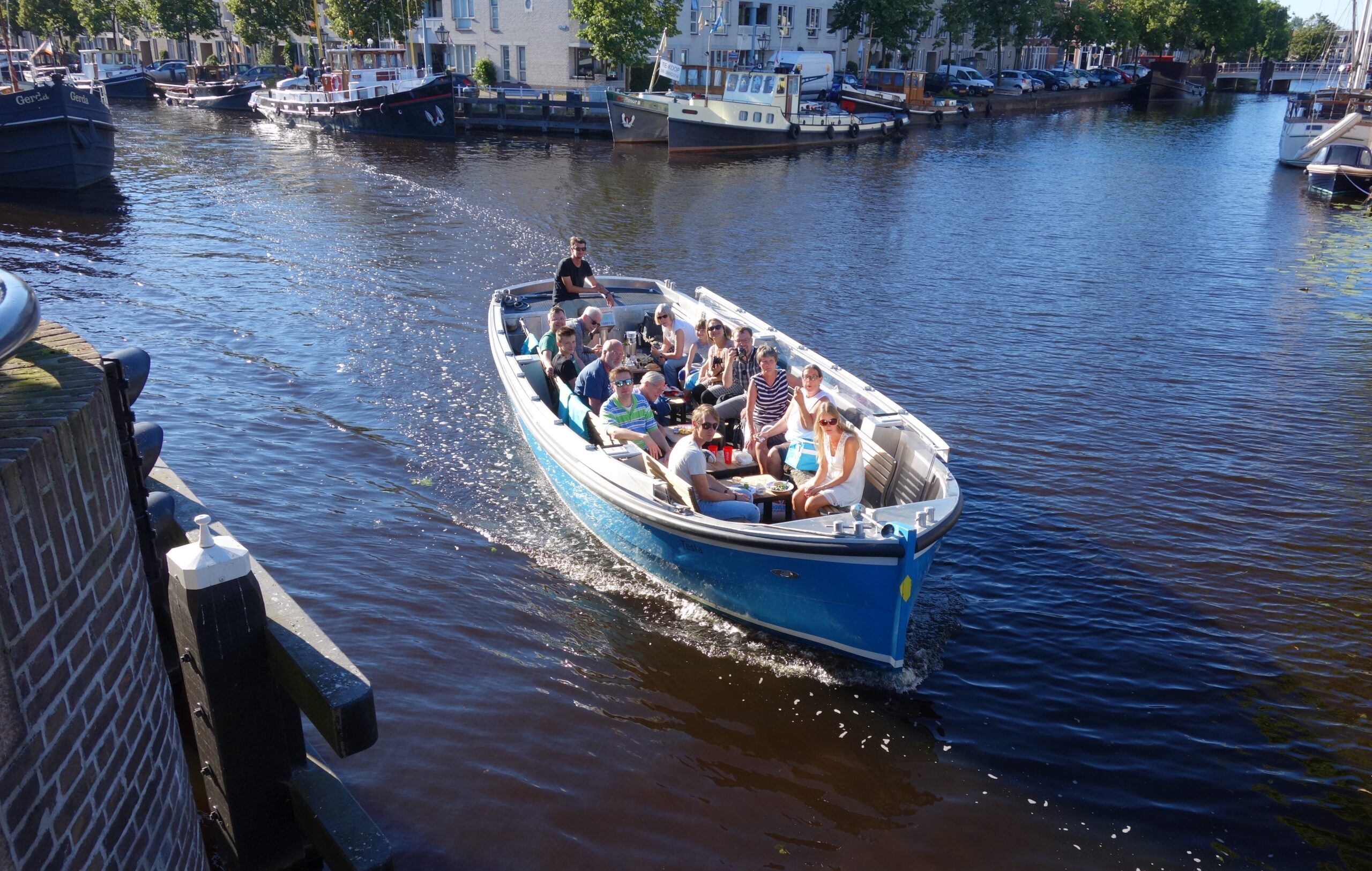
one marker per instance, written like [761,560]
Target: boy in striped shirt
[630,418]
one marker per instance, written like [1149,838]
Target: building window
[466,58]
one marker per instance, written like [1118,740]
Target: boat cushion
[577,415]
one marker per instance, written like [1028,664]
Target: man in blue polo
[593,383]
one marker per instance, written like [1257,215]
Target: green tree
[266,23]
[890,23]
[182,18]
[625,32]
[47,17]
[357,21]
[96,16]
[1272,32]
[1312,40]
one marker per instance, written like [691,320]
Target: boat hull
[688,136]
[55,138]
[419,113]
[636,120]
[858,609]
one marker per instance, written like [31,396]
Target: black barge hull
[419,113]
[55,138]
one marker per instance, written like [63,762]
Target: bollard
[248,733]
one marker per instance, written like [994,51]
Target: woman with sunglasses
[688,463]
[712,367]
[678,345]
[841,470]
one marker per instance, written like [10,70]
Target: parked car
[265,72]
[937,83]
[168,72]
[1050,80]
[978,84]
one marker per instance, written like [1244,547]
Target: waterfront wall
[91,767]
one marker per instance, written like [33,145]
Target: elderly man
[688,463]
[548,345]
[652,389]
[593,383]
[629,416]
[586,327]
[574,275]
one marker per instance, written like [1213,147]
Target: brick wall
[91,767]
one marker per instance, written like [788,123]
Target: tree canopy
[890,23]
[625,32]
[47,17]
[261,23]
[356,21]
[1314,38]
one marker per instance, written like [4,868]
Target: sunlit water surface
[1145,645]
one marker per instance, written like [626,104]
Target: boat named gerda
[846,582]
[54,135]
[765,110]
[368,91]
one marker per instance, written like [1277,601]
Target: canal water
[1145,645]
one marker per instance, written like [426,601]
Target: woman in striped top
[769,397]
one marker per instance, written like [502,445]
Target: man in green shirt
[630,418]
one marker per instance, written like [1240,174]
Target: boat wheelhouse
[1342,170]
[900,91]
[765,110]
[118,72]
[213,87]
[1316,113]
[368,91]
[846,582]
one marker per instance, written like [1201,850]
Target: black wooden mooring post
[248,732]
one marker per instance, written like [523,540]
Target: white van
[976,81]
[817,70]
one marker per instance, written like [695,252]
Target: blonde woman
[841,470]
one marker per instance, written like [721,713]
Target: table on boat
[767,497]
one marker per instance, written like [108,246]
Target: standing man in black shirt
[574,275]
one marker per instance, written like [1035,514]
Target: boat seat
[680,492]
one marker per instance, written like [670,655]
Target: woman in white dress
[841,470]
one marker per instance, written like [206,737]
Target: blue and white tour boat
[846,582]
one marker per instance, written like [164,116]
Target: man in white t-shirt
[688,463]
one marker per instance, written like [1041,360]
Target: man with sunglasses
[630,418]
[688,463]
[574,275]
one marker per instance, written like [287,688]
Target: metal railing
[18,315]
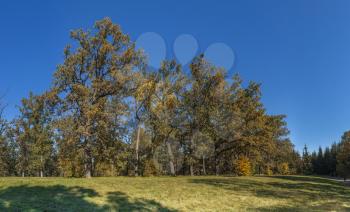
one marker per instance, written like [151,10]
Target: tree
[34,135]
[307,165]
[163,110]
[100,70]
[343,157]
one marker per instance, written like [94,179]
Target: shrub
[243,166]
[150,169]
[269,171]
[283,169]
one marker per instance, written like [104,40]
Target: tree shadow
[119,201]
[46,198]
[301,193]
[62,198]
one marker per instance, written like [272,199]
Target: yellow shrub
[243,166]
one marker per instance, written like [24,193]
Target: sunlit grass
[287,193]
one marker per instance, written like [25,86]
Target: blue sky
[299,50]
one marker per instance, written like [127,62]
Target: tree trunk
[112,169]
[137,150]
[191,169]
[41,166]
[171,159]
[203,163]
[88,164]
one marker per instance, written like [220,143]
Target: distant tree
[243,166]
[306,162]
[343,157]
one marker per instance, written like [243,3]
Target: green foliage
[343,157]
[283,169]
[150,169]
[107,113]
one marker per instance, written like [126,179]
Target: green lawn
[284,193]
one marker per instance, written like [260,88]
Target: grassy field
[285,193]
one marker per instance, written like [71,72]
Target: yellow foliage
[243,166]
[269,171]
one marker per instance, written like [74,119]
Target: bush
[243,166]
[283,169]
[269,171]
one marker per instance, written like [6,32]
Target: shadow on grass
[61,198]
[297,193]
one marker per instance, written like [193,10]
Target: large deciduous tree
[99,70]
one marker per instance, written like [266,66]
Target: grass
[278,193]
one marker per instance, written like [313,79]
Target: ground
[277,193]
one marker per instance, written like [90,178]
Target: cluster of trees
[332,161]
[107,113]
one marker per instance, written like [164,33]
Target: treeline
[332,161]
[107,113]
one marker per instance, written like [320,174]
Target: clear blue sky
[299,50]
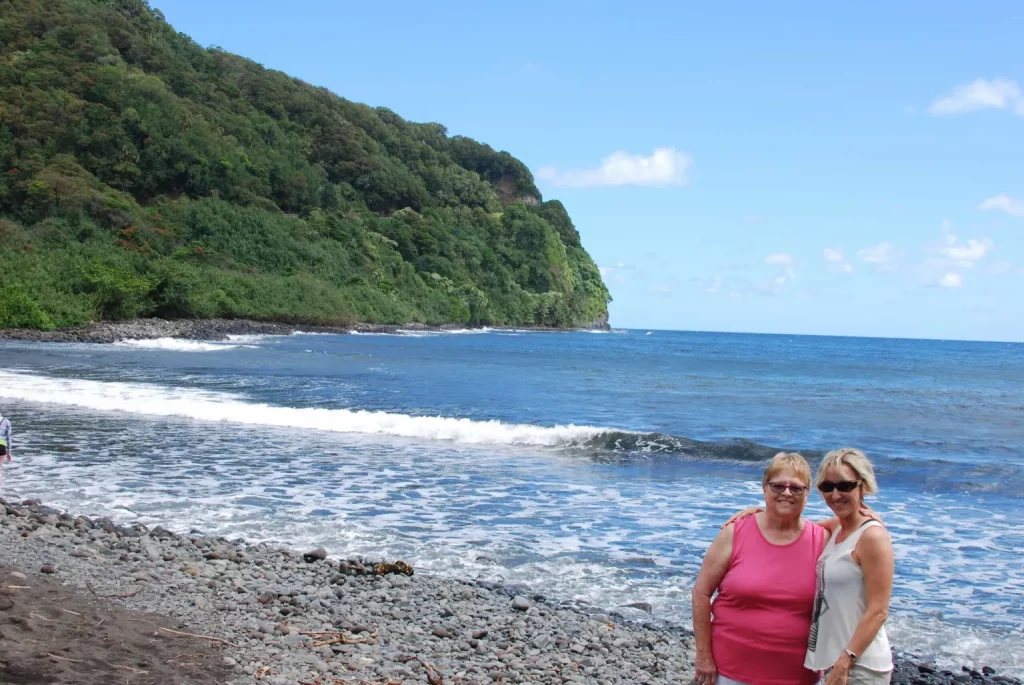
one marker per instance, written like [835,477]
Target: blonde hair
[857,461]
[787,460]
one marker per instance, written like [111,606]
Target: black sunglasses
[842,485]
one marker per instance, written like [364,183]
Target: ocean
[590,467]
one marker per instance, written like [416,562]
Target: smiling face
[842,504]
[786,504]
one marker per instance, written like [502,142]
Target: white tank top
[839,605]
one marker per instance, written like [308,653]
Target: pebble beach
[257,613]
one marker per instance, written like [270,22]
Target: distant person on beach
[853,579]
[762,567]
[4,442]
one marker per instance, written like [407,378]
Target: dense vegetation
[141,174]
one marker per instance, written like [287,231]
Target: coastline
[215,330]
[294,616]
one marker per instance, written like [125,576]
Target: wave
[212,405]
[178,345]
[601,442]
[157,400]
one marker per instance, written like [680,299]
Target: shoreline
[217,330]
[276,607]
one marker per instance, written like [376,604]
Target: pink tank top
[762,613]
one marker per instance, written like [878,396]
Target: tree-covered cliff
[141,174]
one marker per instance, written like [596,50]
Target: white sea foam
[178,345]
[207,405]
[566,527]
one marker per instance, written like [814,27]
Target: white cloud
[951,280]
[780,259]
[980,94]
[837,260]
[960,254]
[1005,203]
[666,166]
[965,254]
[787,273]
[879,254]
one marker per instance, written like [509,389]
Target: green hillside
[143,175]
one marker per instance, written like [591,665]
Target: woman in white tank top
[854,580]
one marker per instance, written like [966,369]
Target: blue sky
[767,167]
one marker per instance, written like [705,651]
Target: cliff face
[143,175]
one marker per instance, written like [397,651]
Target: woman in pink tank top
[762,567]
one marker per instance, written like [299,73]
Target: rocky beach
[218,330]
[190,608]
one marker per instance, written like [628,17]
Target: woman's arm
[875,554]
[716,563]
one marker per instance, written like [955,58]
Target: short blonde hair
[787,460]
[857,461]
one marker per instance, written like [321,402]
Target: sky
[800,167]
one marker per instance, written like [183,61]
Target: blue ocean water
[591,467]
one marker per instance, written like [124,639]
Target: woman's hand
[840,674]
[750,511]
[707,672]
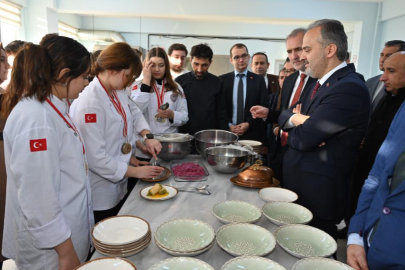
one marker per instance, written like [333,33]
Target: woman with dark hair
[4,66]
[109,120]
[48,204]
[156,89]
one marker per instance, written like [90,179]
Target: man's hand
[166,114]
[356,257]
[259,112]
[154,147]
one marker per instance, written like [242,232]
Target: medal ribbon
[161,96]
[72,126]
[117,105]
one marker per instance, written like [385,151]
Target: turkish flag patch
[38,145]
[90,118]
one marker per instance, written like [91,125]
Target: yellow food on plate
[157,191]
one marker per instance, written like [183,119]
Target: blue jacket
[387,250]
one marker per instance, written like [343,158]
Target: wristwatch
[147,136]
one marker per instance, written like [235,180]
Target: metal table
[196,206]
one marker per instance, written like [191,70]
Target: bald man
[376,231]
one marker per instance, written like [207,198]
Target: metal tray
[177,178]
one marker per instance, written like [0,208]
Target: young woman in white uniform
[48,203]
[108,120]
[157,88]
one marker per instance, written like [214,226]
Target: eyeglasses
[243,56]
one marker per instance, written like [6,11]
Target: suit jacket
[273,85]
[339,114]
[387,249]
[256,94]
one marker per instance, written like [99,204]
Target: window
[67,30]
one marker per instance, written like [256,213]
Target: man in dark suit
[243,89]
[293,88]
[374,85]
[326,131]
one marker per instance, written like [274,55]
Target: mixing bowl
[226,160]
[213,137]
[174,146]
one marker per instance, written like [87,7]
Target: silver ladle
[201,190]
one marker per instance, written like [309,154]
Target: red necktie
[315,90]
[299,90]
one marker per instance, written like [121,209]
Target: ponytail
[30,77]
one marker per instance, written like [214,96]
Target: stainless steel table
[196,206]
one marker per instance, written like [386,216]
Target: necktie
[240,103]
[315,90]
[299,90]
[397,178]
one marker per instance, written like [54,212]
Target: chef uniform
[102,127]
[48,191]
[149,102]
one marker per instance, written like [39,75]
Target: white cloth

- - -

→ STATED GOAL:
Starting with the line that contains "one marker per instance, written like [274,55]", output every line through the end of the listing above, unchanged.

→ RESPONSE TO THE EXERCISE:
one marker per instance, written like [274,55]
Target: mixing bowl
[226,160]
[213,137]
[174,146]
one marker per instance, written like [87,7]
Target: silver ladle
[201,190]
one marker per instance, written like [309,154]
Target: red necktie
[315,90]
[299,90]
one marker per instance, written like [121,209]
Target: ponytail
[30,77]
one marker per instance, written like [214,96]
Target: stainless steel table
[196,206]
one marker per instance, written like [386,216]
Target: necktie
[240,103]
[315,90]
[299,90]
[397,178]
one marker per instance, written like [54,212]
Target: chef uniform
[102,127]
[48,191]
[149,102]
one marker per instance, written like [39,75]
Target: white cloth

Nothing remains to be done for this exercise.